» **Document segment**
Tunisian Wikileaks Putsch: CIA Touts Mediterranean Tsunami of Coups

Libya, Egypt, Syria, Algeria, Jordan, Italy All Targeted
US-UK Want New Puppets to Play Against Iran, China, Russia

Obama Retainers Cass Sunstein, Samantha Power, Robert Malley, International Crisis Group Implicated in Destabilizations

Webster G. Tarpley
TARPLEY.net
January 16, 2011

Washington DC, January 16, 2011 - The US intelligence community is now in a
manic fit of gloating over this weekend's successful overthrow of the
Tunisian government of President Ben Ali. The State Department and the CIA,
through media organs loyal to them, are mercilessly hyping the Tunisian
putsch of the last few days as the prototype of a new second generation of
color revolutions, postmodern coups, and US-inspired people power
destabilizations. At Foggy Bottom and Langley, feverish plans are being made
for a veritable Mediterranean tsunami designed to topple most existing
governments in the Arab world, and well beyond. The imperialist planners now
imagine that they can expect to overthrow or weaken the governments of
Libya, Egypt, Syria, Jordan, Algeria, Yemen, and perhaps others, while the
CIA's ongoing efforts to remove Italian Prime Minister Berlusconi (because
of his friendship with Putin and support for the Southstream pipeline) make
this not just an Arab, but rather a pan-Mediterranean, orgy of
destabilization.

Hunger revolution, not Jasmine revolution

Washington's imperialist planners now believe that they have successfully
refurbished their existing model of CIA color revolution or postmodern coup.
This method of liquidating governments had been losing some of its prestige
after the failure of the attempted plutocratic Cedars revolution in Lebanon,
the rollback of the hated IMF-NATO Orange revolution in Ukraine, the
ignominious collapse of June 2009 Twitter revolution in Iran, and the
widespread discrediting of the US-backed Roses revolution in Georgia because
of the warmongering and oppressive activities of fascist madman Saakashvili.

» **Listed records**

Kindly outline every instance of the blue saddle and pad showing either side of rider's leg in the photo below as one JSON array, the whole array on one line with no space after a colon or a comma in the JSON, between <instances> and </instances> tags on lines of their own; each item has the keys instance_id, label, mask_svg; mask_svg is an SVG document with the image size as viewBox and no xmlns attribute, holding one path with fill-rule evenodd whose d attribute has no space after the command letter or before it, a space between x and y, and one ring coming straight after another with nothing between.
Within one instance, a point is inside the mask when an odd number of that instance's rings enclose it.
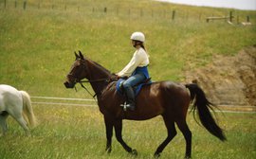
<instances>
[{"instance_id":1,"label":"blue saddle and pad showing either side of rider's leg","mask_svg":"<svg viewBox=\"0 0 256 159\"><path fill-rule=\"evenodd\" d=\"M117 89L119 95L124 95L123 82L124 82L125 80L126 80L126 79L119 79L119 80L117 81L116 89ZM137 94L138 94L139 91L141 90L142 86L148 85L148 84L151 84L151 83L152 83L151 78L145 79L144 81L142 81L142 82L140 82L140 83L137 83L137 85L135 85L135 86L133 87L134 92L135 92L135 95L137 96Z\"/></svg>"}]
</instances>

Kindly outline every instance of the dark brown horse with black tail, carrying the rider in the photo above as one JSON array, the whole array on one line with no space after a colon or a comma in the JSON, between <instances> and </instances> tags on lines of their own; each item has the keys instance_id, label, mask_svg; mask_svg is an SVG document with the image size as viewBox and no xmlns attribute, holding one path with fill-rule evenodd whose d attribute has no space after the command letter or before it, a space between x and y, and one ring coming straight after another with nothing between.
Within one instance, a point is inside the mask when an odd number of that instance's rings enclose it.
<instances>
[{"instance_id":1,"label":"dark brown horse with black tail, carrying the rider","mask_svg":"<svg viewBox=\"0 0 256 159\"><path fill-rule=\"evenodd\" d=\"M124 150L137 154L137 150L131 149L122 139L122 120L146 120L157 115L162 115L168 131L167 138L155 150L155 157L169 144L176 135L174 124L183 133L186 140L186 158L192 155L192 132L186 123L186 115L190 103L193 101L193 110L197 109L203 126L220 140L226 137L220 127L210 115L210 101L204 92L196 84L181 85L172 81L159 81L145 85L137 95L136 111L123 111L120 105L124 103L116 90L115 75L103 68L100 64L85 59L79 51L75 53L76 61L66 77L66 88L74 88L76 83L82 84L82 79L88 79L98 99L100 111L104 116L106 129L106 151L111 152L113 128L116 137Z\"/></svg>"}]
</instances>

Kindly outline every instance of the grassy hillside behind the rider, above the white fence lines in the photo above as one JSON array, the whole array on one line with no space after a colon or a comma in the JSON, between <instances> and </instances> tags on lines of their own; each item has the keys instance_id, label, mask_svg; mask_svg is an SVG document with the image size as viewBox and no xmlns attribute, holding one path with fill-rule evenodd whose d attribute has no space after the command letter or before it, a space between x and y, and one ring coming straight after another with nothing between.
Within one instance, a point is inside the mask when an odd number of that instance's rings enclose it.
<instances>
[{"instance_id":1,"label":"grassy hillside behind the rider, above the white fence lines","mask_svg":"<svg viewBox=\"0 0 256 159\"><path fill-rule=\"evenodd\" d=\"M255 11L232 11L240 22L249 15L256 23ZM206 23L208 16L228 14L149 0L30 0L26 9L23 2L0 1L0 83L31 96L87 97L63 85L73 52L118 72L134 52L129 37L137 30L147 38L152 78L182 81L185 69L205 65L213 54L232 56L255 44L255 26Z\"/></svg>"}]
</instances>

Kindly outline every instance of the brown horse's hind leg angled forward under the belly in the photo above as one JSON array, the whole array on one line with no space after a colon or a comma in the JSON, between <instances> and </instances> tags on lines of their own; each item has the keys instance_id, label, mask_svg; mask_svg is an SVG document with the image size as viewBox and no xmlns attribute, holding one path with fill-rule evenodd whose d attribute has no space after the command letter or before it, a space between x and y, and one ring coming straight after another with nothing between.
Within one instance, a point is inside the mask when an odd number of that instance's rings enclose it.
<instances>
[{"instance_id":1,"label":"brown horse's hind leg angled forward under the belly","mask_svg":"<svg viewBox=\"0 0 256 159\"><path fill-rule=\"evenodd\" d=\"M167 138L158 146L155 150L155 157L159 157L160 153L165 149L165 147L172 141L176 135L176 129L174 125L174 120L170 118L170 115L163 115L164 123L167 128L168 136Z\"/></svg>"}]
</instances>

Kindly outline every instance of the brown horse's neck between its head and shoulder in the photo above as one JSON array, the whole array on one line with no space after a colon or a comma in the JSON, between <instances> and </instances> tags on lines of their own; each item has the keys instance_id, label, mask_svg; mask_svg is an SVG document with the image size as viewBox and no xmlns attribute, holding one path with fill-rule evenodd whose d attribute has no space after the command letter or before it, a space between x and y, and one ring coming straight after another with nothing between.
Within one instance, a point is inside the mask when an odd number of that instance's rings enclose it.
<instances>
[{"instance_id":1,"label":"brown horse's neck between its head and shoulder","mask_svg":"<svg viewBox=\"0 0 256 159\"><path fill-rule=\"evenodd\" d=\"M90 70L89 80L94 92L100 94L101 91L108 85L107 79L110 79L111 73L96 62L89 61L91 64L88 66ZM104 80L105 79L105 80ZM101 81L96 81L101 80Z\"/></svg>"}]
</instances>

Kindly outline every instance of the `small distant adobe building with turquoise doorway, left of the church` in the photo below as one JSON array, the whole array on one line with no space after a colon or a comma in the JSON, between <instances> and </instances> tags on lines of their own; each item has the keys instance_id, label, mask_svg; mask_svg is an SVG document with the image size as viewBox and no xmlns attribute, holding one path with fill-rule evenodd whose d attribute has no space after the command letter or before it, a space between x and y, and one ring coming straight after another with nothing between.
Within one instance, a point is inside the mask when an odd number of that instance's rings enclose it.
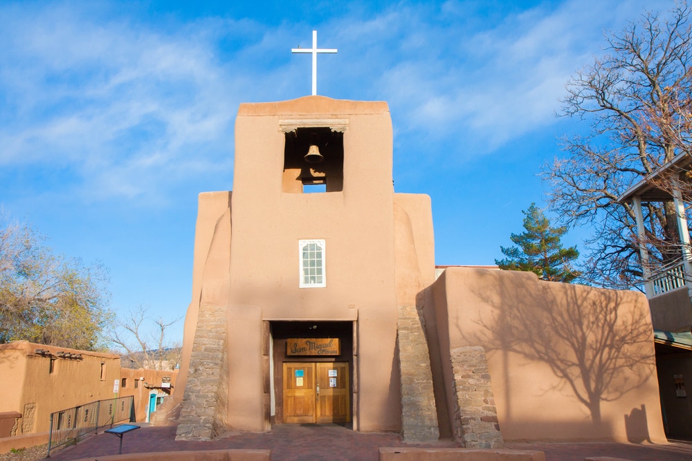
<instances>
[{"instance_id":1,"label":"small distant adobe building with turquoise doorway, left of the church","mask_svg":"<svg viewBox=\"0 0 692 461\"><path fill-rule=\"evenodd\" d=\"M163 377L170 378L170 388L161 388ZM164 397L164 402L165 399L172 398L169 396L175 391L177 377L178 370L120 368L120 391L118 397L133 395L136 421L145 422L147 420L149 395L155 393L160 397ZM123 382L123 380L125 381Z\"/></svg>"}]
</instances>

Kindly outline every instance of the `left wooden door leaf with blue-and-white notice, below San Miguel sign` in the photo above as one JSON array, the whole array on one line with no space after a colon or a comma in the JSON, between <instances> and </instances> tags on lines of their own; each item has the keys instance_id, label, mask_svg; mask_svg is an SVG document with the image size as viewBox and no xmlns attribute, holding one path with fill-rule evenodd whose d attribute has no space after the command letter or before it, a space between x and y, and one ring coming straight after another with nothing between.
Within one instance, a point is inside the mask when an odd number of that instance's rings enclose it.
<instances>
[{"instance_id":1,"label":"left wooden door leaf with blue-and-white notice, below San Miguel sign","mask_svg":"<svg viewBox=\"0 0 692 461\"><path fill-rule=\"evenodd\" d=\"M284 362L284 422L315 422L315 364Z\"/></svg>"}]
</instances>

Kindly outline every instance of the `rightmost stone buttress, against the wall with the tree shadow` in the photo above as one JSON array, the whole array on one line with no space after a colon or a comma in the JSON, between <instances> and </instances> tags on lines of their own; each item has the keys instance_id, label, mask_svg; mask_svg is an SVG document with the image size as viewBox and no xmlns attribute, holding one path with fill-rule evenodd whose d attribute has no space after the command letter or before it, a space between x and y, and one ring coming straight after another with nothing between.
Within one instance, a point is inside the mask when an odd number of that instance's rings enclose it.
<instances>
[{"instance_id":1,"label":"rightmost stone buttress, against the wall with the tree shadow","mask_svg":"<svg viewBox=\"0 0 692 461\"><path fill-rule=\"evenodd\" d=\"M481 346L450 351L454 372L454 435L466 448L503 448L488 361Z\"/></svg>"}]
</instances>

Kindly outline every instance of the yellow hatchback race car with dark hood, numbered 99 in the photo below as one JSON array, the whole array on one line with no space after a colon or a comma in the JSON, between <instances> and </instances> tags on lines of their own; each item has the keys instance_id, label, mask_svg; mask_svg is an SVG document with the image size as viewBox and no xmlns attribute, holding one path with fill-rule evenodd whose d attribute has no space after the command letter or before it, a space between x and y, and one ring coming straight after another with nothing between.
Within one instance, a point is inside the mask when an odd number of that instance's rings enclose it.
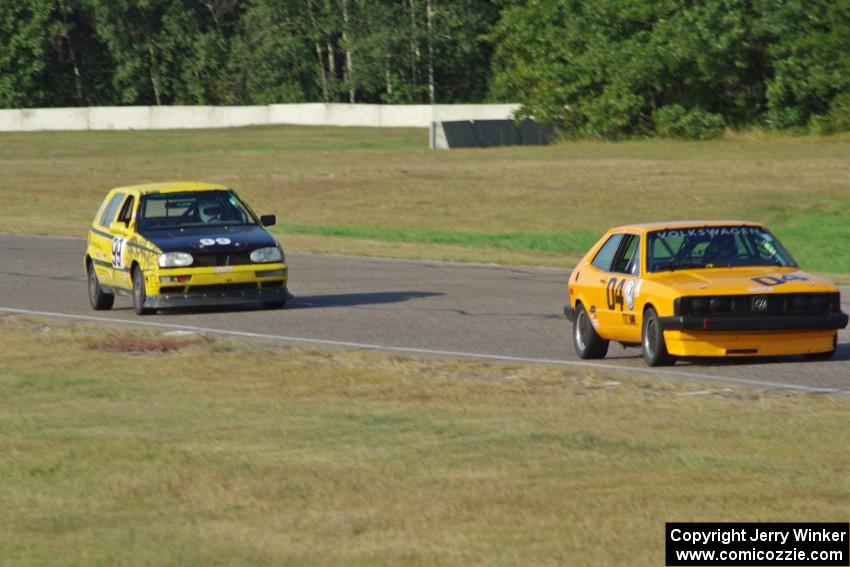
<instances>
[{"instance_id":1,"label":"yellow hatchback race car with dark hood, numbered 99","mask_svg":"<svg viewBox=\"0 0 850 567\"><path fill-rule=\"evenodd\" d=\"M139 315L170 307L286 303L283 249L224 185L153 183L112 189L88 233L93 309L131 295Z\"/></svg>"}]
</instances>

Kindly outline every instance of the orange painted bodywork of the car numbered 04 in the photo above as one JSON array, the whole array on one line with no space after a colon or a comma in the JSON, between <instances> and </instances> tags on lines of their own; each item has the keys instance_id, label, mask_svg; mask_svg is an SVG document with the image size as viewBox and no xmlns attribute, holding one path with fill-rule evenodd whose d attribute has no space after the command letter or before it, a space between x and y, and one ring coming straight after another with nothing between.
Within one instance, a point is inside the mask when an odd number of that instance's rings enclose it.
<instances>
[{"instance_id":1,"label":"orange painted bodywork of the car numbered 04","mask_svg":"<svg viewBox=\"0 0 850 567\"><path fill-rule=\"evenodd\" d=\"M651 308L664 327L667 351L677 357L775 356L833 351L837 329L847 324L847 316L833 305L840 305L839 290L826 279L804 272L796 265L715 267L706 264L667 271L653 264L655 269L648 269L650 233L678 235L685 234L683 231L703 230L705 234L716 235L730 227L769 234L763 225L734 220L635 224L609 230L573 269L567 284L565 313L575 320L579 309L583 309L596 335L603 341L638 345L644 339L645 317ZM606 269L608 252L603 247L608 246L609 239L611 242L617 240L612 238L614 235L622 235L619 238L622 246L625 242L637 242L636 251L630 256L629 264L618 265L624 253L618 248ZM710 238L706 237L706 248L711 245ZM654 236L654 243L658 240ZM778 241L771 242L784 252ZM672 256L672 250L670 254ZM600 257L602 261L598 260ZM810 301L812 305L815 301L819 306L824 301L830 302L830 307L824 308L829 313L823 317L818 315L818 318L792 311L786 304L798 296L803 297L799 301ZM815 296L817 300L808 299ZM739 309L740 313L710 311L708 306L714 308L711 302L715 298L719 298L716 299L719 306L728 304L730 311ZM756 300L758 306L754 303ZM705 307L698 311L692 309L695 305ZM753 311L762 305L766 306L764 314ZM785 311L780 313L782 309ZM776 316L770 317L768 310ZM788 316L783 317L783 314ZM819 325L823 328L818 328Z\"/></svg>"}]
</instances>

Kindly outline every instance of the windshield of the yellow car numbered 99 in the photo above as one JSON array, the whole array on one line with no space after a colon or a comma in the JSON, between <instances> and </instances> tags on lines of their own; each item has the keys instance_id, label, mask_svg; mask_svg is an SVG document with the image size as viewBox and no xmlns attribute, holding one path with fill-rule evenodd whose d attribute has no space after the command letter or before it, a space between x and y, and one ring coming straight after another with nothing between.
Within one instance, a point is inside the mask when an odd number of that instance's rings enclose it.
<instances>
[{"instance_id":1,"label":"windshield of the yellow car numbered 99","mask_svg":"<svg viewBox=\"0 0 850 567\"><path fill-rule=\"evenodd\" d=\"M257 224L232 191L186 191L145 195L139 230Z\"/></svg>"}]
</instances>

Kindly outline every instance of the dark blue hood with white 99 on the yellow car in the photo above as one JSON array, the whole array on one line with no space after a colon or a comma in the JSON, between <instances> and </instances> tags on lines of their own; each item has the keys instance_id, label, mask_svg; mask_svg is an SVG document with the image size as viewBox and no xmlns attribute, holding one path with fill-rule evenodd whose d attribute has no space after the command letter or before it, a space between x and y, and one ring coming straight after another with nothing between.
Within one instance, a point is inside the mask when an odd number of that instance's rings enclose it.
<instances>
[{"instance_id":1,"label":"dark blue hood with white 99 on the yellow car","mask_svg":"<svg viewBox=\"0 0 850 567\"><path fill-rule=\"evenodd\" d=\"M237 252L277 245L261 226L192 227L141 234L163 252Z\"/></svg>"}]
</instances>

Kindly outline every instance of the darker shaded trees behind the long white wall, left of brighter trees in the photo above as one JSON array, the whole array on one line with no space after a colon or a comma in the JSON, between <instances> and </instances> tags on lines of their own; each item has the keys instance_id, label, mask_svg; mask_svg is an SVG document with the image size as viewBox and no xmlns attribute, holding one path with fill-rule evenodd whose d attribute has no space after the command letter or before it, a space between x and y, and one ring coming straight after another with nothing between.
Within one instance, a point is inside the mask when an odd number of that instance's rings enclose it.
<instances>
[{"instance_id":1,"label":"darker shaded trees behind the long white wall, left of brighter trees","mask_svg":"<svg viewBox=\"0 0 850 567\"><path fill-rule=\"evenodd\" d=\"M0 0L0 107L486 97L489 0Z\"/></svg>"}]
</instances>

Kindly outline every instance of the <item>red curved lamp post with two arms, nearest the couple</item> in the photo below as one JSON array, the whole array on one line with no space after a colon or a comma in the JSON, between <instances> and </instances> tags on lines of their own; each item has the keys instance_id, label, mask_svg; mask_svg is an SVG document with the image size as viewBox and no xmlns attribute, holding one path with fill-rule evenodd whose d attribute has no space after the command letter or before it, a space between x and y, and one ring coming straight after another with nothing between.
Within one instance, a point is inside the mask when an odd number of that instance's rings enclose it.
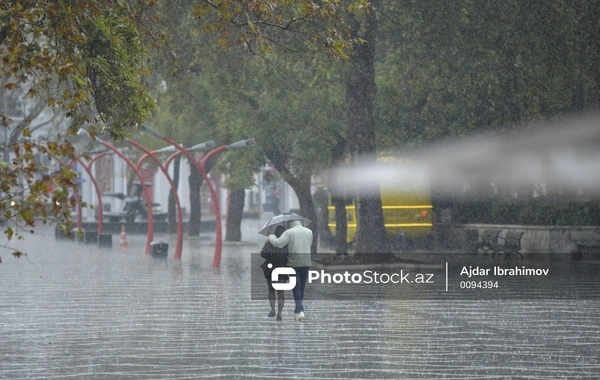
<instances>
[{"instance_id":1,"label":"red curved lamp post with two arms, nearest the couple","mask_svg":"<svg viewBox=\"0 0 600 380\"><path fill-rule=\"evenodd\" d=\"M212 186L212 184L210 183L210 180L206 176L205 165L207 162L207 158L210 158L212 155L214 155L218 152L222 152L229 148L241 148L241 147L249 147L249 146L256 145L254 139L242 140L242 141L238 141L236 143L230 144L230 145L220 146L220 147L212 150L211 152L209 152L205 156L205 158L202 160L202 163L200 163L194 158L194 156L192 156L192 154L188 150L186 150L184 147L182 147L181 145L179 145L177 142L170 139L169 137L161 135L160 133L158 133L154 129L148 127L147 125L142 125L140 128L142 131L148 132L148 133L158 137L159 139L168 142L169 144L173 145L175 148L177 148L181 153L183 153L190 160L190 162L192 162L194 164L194 166L196 167L198 172L202 175L202 177L206 181L206 183L209 187L210 193L211 193L211 199L212 199L212 203L213 203L213 207L214 207L214 211L215 211L215 217L216 217L216 222L215 222L216 241L215 241L215 254L214 254L214 259L213 259L213 267L218 267L221 264L221 246L223 243L221 240L221 212L219 210L219 200L217 197L217 193L216 193L214 187Z\"/></svg>"}]
</instances>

» **Problems to solve**
**1.** The article on the Tunisian coup names several revolutions whose failures cost the color revolution method some of its prestige. List each one with its country.
**2.** Pick up the article on the Tunisian coup after its last sentence and keep writing it.

» **Responses to the exercise**
**1.**
- Cedars revolution, Lebanon
- Orange revolution, Ukraine
- Twitter revolution, Iran
- Roses revolution, Georgia

**2.**
The imperialist consensus is now that the Tunisian events prefigure a new
version of people power coup specifically adapted to today's reality,
specifically that of a world economic depression, breakdown crisis, and
disintegration of the globalized casino economy.

The Tunisian tumults are being described in the US press as the "Jasmine
revolution," but it is far more accurate to regard them as a variation on
the classic hunger revolution. The Tunisian ferment was not primarily a
matter of the middle class desire to speak out, vote, and blog. It started
from the Wall Street depredations which are ravaging the entire planet:
outrageously high prices for food and fuel caused by derivatives
speculation, high levels of unemployment and underemployment, and general
economic despair. The detonator was the tragic suicide of a vegetable vendor
in Sidi Bouzid who was being harassed by the police. As Ben Ali fought to
stay in power, he recognized what was causing the unrest by his gesture of
lowering food prices. The Jordanian government for its part has lowered food
prices there by about 5%.

Assange and Wikileaks, Key CIA Tools to Dupe Youth Bulge

The economic nature of the current unrest poses a real problem for the
Washington imperialists, since the State Department line tends to define
human rights exclusively in political and religious terms, and never as a
matter of economic or social rights. Price controls, wages, jobless
benefits, welfare payments, health care, housing, trade union rights,
banking regulation, protective tariffs, and other tools of national economic
self-defense have no place whatsoever in the Washington consensus mantra.
Under these circumstances, what can be done to dupe the youth bulge of
people under 30 who now represents the central demographic reality of most
of the Arab world?

In this predicament, the CIA's cyberspace predator drone Julian Assange and
Wikileaks are providing an indispensable service to the imperialist cause.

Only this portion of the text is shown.